:: WORK INSTRUCTIONS ::
1. In one to three sentences, explain why the River time series datasets page calls WaterFlow suitable for testing forecaster robustness.
2. Please write the next part of the River time series datasets page, picking up after its Usage section.

:: TEXT EXTRACT ::
───

Implementation:Online ml River Datasets AirlinePassengers
| Knowledge Sources | Domains | Last Updated |
|---|---|---|
| River River Docs | Online Machine Learning, Time Series Forecasting | 2026-02-08 16:00 GMT |
Overview
Concrete tool for loading the AirlinePassengers and WaterFlow benchmark time series datasets as sequential observation streams for online forecasting evaluation.
Description
The datasets.AirlinePassengers and datasets.WaterFlow classes provide built-in time series datasets that yield observations one at a time in chronological order. Both classes inherit from base.FileDataset and implement the iterator protocol via __iter__, which internally uses stream.iter_csv to parse the underlying CSV file with appropriate type conversions and date parsing.
AirlinePassengers contains 144 monthly observations of international airline passenger totals (in thousands) from January 1949 to December 1960. It has 1 feature (month as a datetime.date object) and an integer target representing the number of passengers.
WaterFlow contains 1,268 hourly observations of water flow (in liters per second) through a pipeline branch from March to May 2022. It has 1 feature (Time as a timezone-aware datetime) and a float target representing the flow rate. The dataset includes four anomalous segments suitable for testing forecaster robustness.
Usage
Import and iterate these datasets when you need a benchmark time series stream for evaluating online forecasting models such as SNARIMAX or HoltWinters.

───

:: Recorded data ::

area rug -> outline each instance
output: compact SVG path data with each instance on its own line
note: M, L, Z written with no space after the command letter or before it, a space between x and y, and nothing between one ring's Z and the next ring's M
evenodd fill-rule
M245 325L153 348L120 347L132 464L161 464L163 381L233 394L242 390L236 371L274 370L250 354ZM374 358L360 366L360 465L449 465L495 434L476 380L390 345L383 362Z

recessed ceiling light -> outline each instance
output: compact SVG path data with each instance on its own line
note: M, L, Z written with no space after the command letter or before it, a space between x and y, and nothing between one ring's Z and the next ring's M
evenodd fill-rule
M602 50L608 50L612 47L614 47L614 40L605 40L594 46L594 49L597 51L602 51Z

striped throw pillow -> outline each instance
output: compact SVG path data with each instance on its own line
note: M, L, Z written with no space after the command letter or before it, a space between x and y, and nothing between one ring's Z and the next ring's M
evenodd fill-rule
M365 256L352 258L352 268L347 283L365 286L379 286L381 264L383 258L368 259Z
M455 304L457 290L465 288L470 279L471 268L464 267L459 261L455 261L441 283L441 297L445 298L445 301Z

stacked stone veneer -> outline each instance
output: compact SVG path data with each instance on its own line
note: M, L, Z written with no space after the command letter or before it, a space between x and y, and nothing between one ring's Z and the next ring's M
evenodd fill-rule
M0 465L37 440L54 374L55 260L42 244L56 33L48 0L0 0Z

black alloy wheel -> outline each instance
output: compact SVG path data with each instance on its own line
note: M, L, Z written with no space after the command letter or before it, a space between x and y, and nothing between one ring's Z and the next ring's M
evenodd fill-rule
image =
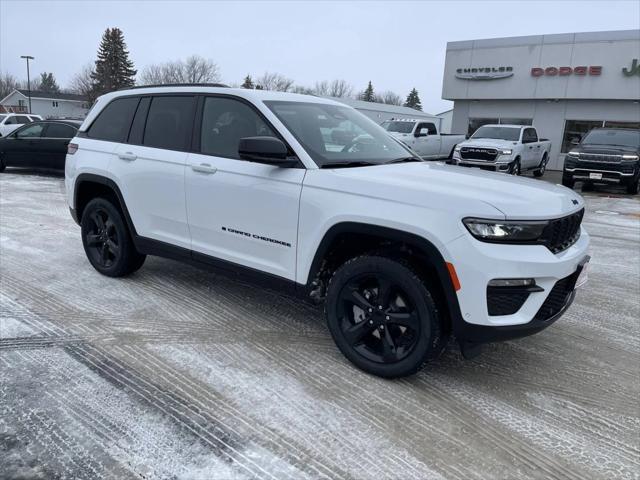
M334 273L325 315L342 353L382 377L417 372L446 344L436 304L408 262L363 255Z
M410 297L382 274L350 279L337 307L340 329L351 347L380 363L405 358L420 337L420 321Z
M102 268L110 268L118 262L121 255L118 232L109 212L96 208L89 215L84 233L87 253L93 262Z
M82 244L93 268L109 277L138 270L146 256L138 253L122 212L113 200L94 198L82 211Z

───

:: PER-TASK ANSWERS ::
1. WaterFlow includes four anomalous segments, and the River time series datasets page describes these as suitable for testing how robust a forecaster is. The dataset holds 1,268 hourly observations of water flow through a pipeline branch from March to May 2022.

2.
Code Reference
Source Location
river/datasets/airline_passengers.py:L8-L35river/datasets/water_flow.py:L8-L40
Signature
class AirlinePassengers(base.FileDataset):
def __init__(self) -> None
class WaterFlow(base.FileDataset):
def __init__(self) -> None
Import
from river import datasets
I/O Contract
Inputs
| Parameter | Type | Description |
|---|---|---|
| (none) | Both constructors take no parameters |
Outputs
| Output | Type | Description |
|---|---|---|
| Iterator element | (x: dict, y: number) |
Each iteration yields a tuple of feature dict and target value |
| AirlinePassengers x | {"month": datetime.date} |
Parsed date for the month |
| AirlinePassengers y | int |
Number of passengers (thousands) |
| WaterFlow x | {"Time": datetime} |
Timezone-aware datetime |
| WaterFlow y | float |
Water flow rate in liters per second |
Dataset metadata:
| Dataset | n_samples | n_features | Target Type | Temporal Resolution |
|---|---|---|---|---|
| AirlinePassengers | 144 | 1 | int | Monthly |
| WaterFlow | 1,268 | 1 | float | Hourly |
Usage Examples
Iterating over AirlinePassengers
from river import datasets
dataset = datasets.AirlinePassengers()
for x, y in dataset:
print(x["month"], y)
# x = {"month": datetime.date(1949, 1, 1)}, y = 112
break
Iterating over WaterFlow
from river import datasets
dataset = datasets.WaterFlow()
for x, y in dataset:
print(x["Time"], y)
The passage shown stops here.